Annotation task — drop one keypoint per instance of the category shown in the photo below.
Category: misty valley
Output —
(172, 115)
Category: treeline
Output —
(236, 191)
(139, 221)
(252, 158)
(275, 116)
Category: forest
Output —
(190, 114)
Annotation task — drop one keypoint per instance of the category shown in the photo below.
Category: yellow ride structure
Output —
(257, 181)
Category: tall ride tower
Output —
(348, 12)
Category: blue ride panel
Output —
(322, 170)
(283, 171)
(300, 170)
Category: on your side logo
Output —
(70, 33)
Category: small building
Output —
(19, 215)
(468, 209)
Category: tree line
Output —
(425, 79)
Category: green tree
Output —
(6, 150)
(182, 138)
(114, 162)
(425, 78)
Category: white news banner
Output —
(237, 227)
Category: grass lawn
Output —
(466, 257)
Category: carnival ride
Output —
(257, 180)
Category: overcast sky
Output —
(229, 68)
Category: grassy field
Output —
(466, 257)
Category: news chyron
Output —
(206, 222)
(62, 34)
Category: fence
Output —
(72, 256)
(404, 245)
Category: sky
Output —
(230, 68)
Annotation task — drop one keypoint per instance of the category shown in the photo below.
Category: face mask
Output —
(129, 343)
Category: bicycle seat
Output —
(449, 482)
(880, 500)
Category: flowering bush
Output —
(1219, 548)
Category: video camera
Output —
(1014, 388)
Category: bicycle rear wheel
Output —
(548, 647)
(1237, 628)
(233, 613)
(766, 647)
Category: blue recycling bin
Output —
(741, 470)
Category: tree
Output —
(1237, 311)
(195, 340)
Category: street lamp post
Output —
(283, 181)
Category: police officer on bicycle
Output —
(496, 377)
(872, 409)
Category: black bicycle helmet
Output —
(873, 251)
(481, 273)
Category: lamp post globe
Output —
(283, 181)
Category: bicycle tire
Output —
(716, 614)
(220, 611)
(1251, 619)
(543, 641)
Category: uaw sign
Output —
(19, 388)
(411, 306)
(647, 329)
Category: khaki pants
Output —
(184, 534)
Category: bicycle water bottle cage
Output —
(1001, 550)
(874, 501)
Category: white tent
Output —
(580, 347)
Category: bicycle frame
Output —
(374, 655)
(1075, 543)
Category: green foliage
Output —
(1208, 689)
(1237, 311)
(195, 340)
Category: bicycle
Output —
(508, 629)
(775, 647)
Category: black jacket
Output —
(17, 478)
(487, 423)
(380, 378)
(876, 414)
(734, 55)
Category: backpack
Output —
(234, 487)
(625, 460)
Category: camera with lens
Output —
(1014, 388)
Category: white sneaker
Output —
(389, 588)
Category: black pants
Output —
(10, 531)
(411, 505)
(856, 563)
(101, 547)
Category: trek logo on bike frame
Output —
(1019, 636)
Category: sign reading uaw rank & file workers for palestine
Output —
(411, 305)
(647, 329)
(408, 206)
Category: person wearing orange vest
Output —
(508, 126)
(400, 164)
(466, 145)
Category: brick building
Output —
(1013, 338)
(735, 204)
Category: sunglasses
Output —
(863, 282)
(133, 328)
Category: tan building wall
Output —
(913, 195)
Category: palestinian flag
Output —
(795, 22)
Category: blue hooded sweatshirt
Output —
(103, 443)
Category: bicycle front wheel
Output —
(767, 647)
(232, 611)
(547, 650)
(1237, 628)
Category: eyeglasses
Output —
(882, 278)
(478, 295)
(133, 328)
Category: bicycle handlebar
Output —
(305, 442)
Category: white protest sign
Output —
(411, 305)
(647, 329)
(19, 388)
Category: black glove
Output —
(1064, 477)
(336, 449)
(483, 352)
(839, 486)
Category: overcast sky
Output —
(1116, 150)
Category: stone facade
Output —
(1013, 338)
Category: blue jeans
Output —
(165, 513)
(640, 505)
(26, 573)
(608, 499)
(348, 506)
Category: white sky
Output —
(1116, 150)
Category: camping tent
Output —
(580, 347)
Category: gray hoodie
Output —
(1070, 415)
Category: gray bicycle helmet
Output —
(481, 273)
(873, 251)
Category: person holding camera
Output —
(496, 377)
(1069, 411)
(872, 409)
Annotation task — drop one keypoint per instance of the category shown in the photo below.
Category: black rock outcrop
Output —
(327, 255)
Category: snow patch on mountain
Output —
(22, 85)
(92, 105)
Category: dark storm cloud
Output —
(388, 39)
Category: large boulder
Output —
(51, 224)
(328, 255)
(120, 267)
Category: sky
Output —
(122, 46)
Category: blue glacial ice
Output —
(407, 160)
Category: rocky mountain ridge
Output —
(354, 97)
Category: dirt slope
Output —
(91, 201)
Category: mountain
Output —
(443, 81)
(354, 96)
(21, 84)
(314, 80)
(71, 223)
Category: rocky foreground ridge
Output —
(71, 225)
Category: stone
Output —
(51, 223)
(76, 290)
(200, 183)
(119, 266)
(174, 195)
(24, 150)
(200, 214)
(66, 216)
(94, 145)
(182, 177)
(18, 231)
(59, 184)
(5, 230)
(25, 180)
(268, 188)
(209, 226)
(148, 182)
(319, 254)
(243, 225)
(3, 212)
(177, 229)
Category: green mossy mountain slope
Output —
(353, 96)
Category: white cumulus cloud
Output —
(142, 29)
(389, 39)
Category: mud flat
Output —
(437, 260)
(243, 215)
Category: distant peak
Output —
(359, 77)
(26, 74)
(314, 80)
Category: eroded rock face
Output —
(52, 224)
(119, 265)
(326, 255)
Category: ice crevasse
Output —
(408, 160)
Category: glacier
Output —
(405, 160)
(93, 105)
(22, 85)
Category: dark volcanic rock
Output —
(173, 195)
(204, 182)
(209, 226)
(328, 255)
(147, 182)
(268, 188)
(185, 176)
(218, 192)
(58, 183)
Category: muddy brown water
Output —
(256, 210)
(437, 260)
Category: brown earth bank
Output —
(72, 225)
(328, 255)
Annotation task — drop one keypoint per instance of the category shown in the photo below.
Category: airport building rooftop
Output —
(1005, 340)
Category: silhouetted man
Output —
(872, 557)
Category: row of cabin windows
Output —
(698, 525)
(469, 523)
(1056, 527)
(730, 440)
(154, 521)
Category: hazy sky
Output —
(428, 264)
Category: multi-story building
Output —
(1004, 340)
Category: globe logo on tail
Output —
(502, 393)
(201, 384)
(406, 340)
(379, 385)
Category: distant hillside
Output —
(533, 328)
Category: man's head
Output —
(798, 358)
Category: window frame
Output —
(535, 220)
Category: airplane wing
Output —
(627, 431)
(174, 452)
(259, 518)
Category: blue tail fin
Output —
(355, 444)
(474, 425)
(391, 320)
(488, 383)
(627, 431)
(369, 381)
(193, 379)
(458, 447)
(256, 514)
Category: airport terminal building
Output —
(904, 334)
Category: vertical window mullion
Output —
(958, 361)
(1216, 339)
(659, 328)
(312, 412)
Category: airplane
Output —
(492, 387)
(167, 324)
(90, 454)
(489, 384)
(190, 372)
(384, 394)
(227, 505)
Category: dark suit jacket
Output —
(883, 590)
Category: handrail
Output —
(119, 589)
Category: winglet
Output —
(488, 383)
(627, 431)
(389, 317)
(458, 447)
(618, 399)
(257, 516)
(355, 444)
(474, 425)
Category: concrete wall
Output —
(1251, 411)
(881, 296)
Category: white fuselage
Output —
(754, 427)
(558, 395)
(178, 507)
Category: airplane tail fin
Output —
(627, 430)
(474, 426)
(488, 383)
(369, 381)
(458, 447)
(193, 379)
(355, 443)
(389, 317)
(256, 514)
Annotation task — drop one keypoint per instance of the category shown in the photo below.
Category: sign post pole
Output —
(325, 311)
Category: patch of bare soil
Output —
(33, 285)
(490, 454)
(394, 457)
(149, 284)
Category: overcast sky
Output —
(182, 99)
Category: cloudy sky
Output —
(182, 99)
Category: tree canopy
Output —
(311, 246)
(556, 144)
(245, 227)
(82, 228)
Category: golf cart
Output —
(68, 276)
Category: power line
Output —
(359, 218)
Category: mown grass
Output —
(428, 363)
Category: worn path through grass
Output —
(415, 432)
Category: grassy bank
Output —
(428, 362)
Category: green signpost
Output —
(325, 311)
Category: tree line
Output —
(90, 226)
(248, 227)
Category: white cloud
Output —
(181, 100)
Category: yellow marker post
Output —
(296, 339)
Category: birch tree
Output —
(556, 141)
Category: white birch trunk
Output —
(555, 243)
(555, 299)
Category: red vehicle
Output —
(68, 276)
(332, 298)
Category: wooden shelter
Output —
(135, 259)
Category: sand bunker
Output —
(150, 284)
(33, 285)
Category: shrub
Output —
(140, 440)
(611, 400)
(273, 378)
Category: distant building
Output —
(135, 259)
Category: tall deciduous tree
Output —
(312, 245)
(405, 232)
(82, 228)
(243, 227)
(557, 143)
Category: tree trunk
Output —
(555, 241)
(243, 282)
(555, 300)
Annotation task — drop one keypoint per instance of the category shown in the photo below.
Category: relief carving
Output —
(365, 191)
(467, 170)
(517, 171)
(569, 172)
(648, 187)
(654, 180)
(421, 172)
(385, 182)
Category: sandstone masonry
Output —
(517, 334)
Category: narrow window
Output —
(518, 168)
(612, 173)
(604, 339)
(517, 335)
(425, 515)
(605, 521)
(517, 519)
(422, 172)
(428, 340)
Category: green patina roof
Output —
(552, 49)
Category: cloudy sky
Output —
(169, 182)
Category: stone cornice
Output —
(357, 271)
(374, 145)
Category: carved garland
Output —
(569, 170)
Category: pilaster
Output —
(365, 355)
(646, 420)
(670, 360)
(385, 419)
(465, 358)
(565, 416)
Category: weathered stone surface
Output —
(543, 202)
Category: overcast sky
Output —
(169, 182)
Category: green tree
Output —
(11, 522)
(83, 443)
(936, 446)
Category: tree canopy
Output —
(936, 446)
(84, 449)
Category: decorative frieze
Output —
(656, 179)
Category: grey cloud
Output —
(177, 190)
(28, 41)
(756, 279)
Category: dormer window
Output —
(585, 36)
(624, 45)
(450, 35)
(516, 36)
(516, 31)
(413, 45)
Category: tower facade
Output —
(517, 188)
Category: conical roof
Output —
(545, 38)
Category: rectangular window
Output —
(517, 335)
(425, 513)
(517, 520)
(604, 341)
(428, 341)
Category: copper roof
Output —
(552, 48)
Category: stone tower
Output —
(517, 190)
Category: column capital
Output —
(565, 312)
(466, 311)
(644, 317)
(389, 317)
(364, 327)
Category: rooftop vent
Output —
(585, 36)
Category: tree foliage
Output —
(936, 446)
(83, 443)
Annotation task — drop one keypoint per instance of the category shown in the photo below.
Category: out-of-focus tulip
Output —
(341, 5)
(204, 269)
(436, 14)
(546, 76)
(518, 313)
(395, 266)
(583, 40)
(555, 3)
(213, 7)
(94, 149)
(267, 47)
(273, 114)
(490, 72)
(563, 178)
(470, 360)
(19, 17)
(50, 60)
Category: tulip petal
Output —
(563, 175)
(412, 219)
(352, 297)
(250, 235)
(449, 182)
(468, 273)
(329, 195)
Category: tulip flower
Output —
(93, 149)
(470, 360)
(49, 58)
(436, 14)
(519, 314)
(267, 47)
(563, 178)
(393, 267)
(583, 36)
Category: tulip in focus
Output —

---

## What the task asks
Rewrite the lines from the one with "Category: tulip petal" up to and including the final line, changing "Output" to "Points" and keeping everything else the same.

## Task output
Category: tulip petal
Points —
(563, 175)
(412, 219)
(352, 297)
(250, 235)
(449, 182)
(468, 273)
(329, 195)
Category: tulip flower
Points —
(93, 149)
(470, 360)
(49, 58)
(436, 14)
(519, 314)
(267, 47)
(563, 178)
(393, 267)
(583, 36)
Category: tulip in focus
Points —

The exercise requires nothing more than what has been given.